___ INFORMATION
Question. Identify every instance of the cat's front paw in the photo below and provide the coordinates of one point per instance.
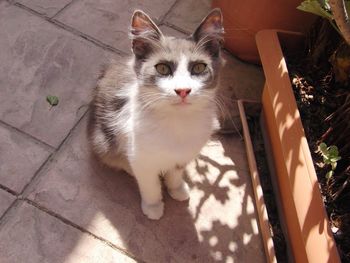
(181, 193)
(154, 211)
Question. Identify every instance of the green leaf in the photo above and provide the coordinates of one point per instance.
(333, 151)
(323, 148)
(329, 174)
(334, 165)
(52, 100)
(314, 7)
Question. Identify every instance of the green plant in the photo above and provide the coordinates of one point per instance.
(330, 156)
(322, 9)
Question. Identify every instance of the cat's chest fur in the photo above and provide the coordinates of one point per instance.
(175, 138)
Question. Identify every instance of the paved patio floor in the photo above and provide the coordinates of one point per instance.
(56, 203)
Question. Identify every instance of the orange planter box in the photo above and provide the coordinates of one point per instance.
(304, 214)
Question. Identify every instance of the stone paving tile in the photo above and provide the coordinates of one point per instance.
(187, 14)
(218, 223)
(6, 200)
(38, 59)
(109, 20)
(20, 158)
(33, 236)
(45, 7)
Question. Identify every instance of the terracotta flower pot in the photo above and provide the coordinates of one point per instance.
(308, 229)
(243, 19)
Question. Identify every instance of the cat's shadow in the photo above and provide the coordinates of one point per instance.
______
• **WHAT THIS TASK INVOLVES**
From the first line to the last, transcribe the listing exactly; skip the pictures.

• **RESPONSE**
Question. Identify every instance of the cat's front paw in the photo below and provide the coordinates of one point per instance.
(181, 193)
(154, 211)
Question. Identify every instance of the green leaf in the photo above and provide the coordinates of one point per instance.
(333, 151)
(323, 148)
(329, 174)
(334, 165)
(52, 100)
(314, 7)
Question. Identify every instance of the green plant in the photo above and provide the coordinates of one point per instance.
(330, 156)
(322, 9)
Question. Identify every instance of the cat's chest fur in the photo above and provide the coordinates of one point per instance.
(175, 138)
Question. Identify every instance of the paved patio floor in the photo above and provide the coordinates of one point per instance.
(56, 203)
Question. Identify every instance of the orange planter box in the photo above and provide the coordinates of one point per instance.
(304, 214)
Question. Identify every instance of the stone paving tile in the photo above and provide the coordinates of one point per instance.
(187, 14)
(218, 223)
(6, 200)
(38, 59)
(109, 20)
(20, 158)
(33, 236)
(45, 7)
Question. Identify every instance of the terracotta flower pot in the photo above and provide the coordinates of one point per instance.
(308, 229)
(243, 19)
Question. Identify every instance of the cat's shadow in the photo above and provide the coordinates of one point per instance.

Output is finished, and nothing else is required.